On Wed, Jul 11, 2018 at 11:06 PM, Jesper Dangaard Brouer
> Well, I would prefer you to implement those. I just did a quick
> implementation (its trivially easy) so I have something to benchmark
> with. The performance boost is quite impressive!
sounds good, but wait
> One reason I didn't "just" send a patch, is that Edward so-fare only
> implemented netif_receive_skb_list() and not napi_gro_receive_list().
sfc does't support gro?! doesn't make sense.. Edward?
> And your driver uses napi_gro_receive(). This sort-of disables GRO for
> your driver, which is not a choice I can make. Interestingly I get
> around the same netperf TCP_STREAM performance.
================
**SHORT PROBLEM 1**
Repeat the stretch of the entries from the line containing "Placement rule: one point per instance of the cement" through the final line of the entries, word for word.
================
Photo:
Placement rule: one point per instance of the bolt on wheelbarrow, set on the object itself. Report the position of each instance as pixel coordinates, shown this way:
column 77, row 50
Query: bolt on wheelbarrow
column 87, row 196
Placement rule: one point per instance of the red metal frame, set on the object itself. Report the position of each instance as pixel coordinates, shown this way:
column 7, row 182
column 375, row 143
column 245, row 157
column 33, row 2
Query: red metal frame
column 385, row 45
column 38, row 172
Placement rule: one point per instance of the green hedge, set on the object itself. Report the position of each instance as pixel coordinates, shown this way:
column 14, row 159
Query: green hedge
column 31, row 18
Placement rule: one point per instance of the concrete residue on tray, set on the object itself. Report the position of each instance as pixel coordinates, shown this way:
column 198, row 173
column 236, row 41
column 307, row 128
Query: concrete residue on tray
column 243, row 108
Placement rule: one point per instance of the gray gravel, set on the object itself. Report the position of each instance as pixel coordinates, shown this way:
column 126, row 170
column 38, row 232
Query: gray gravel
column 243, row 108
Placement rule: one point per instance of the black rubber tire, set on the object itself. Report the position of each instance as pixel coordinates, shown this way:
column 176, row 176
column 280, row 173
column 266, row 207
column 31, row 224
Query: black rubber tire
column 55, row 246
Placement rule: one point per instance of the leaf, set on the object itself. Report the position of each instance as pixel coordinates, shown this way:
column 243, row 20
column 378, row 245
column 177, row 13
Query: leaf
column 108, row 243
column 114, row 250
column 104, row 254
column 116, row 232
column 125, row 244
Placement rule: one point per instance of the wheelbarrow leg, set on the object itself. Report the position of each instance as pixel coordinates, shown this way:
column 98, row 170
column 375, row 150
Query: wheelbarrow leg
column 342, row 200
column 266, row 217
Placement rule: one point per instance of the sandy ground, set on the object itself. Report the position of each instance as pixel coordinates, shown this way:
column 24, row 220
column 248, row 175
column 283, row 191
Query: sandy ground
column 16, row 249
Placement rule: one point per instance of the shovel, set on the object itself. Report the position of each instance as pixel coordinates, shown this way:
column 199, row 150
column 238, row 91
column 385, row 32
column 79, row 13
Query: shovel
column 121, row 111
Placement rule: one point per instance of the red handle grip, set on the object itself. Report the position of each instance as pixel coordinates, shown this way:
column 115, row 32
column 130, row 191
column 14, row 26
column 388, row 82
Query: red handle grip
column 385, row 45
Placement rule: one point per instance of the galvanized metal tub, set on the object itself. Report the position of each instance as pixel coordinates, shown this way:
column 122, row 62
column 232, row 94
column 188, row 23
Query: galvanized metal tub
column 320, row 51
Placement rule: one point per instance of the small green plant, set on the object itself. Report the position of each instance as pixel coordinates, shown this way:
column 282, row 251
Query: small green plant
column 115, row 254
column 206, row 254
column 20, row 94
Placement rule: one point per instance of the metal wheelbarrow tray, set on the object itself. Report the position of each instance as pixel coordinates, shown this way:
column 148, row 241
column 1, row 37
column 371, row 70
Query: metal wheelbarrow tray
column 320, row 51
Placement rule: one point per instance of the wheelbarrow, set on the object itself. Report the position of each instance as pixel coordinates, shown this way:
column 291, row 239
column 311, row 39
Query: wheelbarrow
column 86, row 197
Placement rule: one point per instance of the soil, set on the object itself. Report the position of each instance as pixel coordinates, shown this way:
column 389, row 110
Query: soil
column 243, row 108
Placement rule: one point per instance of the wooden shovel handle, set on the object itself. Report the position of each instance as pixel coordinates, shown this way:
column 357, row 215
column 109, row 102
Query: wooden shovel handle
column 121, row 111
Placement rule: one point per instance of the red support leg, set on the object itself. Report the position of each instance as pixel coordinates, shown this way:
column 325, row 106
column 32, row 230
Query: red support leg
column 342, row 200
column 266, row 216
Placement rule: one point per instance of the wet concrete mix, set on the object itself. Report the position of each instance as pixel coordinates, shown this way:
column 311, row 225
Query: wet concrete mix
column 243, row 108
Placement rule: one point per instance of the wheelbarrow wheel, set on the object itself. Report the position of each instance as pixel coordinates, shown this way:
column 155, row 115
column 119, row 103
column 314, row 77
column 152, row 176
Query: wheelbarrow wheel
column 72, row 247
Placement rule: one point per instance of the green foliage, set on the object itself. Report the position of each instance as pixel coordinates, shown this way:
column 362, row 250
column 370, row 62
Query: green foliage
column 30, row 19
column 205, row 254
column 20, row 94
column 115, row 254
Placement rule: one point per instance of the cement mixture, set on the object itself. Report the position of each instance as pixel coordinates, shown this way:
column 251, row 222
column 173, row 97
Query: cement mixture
================
**SHORT PROBLEM 2**
List every function name, written with parentheses, that appears in the message about GRO support.

**FINISHED ANSWER 1**
Placement rule: one point per instance of the cement mixture, set on the object itself. Report the position of each instance as pixel coordinates, shown this way:
column 251, row 222
column 173, row 97
Query: cement mixture

**FINISHED ANSWER 2**
netif_receive_skb_list()
napi_gro_receive_list()
napi_gro_receive()